[Data shown Boundary: Start]
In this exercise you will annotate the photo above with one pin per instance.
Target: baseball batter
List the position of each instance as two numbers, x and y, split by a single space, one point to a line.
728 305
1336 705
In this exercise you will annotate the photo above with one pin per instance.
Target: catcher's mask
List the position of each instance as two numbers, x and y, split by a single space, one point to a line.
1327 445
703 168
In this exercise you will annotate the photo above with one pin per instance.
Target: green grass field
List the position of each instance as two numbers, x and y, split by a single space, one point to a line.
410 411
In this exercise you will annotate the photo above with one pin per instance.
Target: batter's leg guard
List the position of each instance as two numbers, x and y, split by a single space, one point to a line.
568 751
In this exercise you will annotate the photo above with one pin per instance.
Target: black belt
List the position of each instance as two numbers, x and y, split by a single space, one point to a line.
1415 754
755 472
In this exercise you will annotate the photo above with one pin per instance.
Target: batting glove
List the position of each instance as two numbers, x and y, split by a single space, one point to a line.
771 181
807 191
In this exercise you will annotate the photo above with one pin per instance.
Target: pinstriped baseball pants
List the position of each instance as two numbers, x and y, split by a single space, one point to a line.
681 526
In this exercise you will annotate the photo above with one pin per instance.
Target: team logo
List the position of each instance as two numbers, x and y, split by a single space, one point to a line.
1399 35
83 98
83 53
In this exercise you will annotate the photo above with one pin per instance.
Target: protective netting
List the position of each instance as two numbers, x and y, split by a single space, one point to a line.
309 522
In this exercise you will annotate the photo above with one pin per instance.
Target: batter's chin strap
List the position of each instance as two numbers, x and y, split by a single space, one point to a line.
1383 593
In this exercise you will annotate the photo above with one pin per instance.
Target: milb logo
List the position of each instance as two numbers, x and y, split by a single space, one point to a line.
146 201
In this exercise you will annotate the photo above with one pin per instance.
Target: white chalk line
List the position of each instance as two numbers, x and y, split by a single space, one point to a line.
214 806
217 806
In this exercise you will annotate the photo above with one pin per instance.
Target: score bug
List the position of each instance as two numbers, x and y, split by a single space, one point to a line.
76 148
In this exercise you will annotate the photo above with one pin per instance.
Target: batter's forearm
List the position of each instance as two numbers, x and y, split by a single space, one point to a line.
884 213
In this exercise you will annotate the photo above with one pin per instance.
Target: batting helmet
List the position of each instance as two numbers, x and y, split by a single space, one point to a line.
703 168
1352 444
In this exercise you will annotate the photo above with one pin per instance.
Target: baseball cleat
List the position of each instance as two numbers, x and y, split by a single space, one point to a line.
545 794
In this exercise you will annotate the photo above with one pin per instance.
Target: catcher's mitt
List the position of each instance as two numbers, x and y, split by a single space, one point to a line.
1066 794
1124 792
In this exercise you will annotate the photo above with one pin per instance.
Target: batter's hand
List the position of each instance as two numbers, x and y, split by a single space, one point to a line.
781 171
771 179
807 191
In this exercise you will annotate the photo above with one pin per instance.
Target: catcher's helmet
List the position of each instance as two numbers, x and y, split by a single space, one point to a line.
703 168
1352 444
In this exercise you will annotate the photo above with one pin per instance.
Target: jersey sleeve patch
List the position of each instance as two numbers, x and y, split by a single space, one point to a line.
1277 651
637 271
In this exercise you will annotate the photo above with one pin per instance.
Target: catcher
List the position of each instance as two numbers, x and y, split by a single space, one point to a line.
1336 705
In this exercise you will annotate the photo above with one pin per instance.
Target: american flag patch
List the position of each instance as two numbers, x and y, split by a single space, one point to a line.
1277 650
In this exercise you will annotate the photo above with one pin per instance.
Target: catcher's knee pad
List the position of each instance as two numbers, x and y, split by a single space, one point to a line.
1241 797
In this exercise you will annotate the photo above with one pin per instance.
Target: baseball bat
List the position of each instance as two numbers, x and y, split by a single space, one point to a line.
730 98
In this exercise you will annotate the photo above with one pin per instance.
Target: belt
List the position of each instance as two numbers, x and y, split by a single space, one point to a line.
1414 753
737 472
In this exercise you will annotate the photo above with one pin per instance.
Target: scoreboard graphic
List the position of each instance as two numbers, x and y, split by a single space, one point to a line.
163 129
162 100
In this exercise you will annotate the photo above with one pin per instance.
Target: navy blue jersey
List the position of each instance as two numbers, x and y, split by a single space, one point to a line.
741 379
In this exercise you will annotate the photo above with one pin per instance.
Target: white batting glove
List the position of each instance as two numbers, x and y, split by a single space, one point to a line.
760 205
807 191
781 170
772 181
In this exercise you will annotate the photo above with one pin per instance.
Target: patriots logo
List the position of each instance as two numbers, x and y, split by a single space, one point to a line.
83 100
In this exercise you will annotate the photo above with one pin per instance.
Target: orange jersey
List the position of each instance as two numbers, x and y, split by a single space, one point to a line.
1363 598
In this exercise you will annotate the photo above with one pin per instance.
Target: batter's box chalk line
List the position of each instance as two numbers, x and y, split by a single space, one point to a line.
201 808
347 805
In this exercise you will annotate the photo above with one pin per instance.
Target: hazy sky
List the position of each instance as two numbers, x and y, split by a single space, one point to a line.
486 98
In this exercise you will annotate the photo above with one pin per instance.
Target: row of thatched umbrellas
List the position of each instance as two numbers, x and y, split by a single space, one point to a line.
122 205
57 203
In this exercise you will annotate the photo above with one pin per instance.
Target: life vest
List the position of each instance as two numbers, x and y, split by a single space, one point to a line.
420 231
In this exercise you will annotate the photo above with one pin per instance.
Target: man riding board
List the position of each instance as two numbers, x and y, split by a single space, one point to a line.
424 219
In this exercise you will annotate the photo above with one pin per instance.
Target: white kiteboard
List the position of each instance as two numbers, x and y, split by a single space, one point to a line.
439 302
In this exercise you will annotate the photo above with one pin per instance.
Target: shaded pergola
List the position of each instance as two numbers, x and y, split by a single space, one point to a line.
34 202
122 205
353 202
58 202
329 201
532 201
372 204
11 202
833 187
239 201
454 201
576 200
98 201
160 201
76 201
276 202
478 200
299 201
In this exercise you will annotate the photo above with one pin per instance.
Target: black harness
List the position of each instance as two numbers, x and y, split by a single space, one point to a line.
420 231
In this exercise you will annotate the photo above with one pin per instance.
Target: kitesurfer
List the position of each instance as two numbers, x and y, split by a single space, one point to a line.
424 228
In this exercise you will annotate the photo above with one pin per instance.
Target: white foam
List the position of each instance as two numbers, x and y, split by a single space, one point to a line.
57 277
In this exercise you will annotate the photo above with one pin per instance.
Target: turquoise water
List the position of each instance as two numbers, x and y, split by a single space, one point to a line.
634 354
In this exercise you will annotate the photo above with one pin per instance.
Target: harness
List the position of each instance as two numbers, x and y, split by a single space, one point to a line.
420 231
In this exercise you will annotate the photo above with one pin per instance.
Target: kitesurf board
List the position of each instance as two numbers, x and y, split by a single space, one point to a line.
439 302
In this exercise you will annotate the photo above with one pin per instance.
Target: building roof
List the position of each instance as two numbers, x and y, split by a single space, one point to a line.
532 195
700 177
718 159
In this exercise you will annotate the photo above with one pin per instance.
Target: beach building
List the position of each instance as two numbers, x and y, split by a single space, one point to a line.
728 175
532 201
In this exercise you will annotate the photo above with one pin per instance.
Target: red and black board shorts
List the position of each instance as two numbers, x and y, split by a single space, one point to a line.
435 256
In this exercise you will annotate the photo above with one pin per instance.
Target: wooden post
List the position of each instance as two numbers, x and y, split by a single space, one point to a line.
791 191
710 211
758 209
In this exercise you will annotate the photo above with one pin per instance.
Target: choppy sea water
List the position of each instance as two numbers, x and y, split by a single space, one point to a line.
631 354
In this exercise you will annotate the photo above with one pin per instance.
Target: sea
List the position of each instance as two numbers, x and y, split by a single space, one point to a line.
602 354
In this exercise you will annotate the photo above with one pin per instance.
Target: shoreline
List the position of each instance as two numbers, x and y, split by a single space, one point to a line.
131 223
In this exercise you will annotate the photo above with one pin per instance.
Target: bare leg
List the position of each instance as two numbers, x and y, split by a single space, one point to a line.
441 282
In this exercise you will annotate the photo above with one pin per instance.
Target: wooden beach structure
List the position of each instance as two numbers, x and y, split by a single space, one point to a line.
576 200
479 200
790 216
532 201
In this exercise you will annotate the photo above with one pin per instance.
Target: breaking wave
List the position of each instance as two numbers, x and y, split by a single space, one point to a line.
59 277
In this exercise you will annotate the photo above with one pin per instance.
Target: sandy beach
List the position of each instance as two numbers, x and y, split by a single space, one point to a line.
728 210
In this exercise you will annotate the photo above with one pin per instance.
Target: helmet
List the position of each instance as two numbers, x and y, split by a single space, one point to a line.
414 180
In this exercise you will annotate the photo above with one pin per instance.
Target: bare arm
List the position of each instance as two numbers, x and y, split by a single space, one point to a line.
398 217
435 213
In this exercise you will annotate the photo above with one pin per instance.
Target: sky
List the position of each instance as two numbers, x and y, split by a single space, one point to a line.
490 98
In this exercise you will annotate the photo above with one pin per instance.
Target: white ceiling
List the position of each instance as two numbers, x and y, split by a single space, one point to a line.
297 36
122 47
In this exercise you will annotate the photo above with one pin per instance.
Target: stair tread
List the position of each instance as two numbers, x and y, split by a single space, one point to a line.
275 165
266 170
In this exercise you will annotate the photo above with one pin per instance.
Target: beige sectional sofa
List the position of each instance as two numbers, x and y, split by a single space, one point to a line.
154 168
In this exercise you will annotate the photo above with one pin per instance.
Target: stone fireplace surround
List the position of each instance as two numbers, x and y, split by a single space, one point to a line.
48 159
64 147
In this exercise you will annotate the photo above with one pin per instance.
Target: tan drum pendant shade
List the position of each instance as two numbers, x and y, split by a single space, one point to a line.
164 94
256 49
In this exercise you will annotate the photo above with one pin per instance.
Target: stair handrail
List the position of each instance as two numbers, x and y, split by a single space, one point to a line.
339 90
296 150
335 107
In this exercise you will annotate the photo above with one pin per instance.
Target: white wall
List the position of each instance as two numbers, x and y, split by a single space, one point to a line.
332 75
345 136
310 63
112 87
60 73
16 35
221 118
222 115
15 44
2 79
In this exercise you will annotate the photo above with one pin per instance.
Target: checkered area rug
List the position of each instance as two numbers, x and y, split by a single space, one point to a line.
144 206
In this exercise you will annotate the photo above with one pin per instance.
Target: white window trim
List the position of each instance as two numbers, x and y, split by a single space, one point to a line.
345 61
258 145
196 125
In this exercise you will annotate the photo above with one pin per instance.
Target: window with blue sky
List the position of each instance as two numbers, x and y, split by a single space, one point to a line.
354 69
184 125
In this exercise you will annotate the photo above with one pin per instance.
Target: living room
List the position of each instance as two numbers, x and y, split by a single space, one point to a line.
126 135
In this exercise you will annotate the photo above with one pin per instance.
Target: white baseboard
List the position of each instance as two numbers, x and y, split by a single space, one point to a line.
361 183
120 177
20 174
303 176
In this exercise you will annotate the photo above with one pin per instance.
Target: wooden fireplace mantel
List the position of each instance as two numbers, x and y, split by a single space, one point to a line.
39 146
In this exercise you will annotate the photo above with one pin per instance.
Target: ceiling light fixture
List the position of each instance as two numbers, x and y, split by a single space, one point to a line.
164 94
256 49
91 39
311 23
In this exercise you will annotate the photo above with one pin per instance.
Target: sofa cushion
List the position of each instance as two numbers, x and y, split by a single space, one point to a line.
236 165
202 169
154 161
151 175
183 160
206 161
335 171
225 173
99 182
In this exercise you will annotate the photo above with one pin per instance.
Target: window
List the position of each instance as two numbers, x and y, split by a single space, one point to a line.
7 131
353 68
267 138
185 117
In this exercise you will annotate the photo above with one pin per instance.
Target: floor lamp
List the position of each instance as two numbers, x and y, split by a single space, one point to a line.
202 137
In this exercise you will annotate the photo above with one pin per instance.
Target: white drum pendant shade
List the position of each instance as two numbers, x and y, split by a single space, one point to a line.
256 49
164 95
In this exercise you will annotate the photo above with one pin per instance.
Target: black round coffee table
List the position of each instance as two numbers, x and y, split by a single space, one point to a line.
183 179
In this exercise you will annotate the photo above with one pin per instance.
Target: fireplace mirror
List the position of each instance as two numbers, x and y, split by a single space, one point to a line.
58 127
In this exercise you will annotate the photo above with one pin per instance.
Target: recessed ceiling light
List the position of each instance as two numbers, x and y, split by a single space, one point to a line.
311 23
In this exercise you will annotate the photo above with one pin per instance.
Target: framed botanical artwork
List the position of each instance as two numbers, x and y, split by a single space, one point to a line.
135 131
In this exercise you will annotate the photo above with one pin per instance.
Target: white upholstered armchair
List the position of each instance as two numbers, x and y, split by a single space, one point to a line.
[Data shown Boundary: End]
What the task asks:
Find how many lines above include "building"; reply with the number only.

Output:
2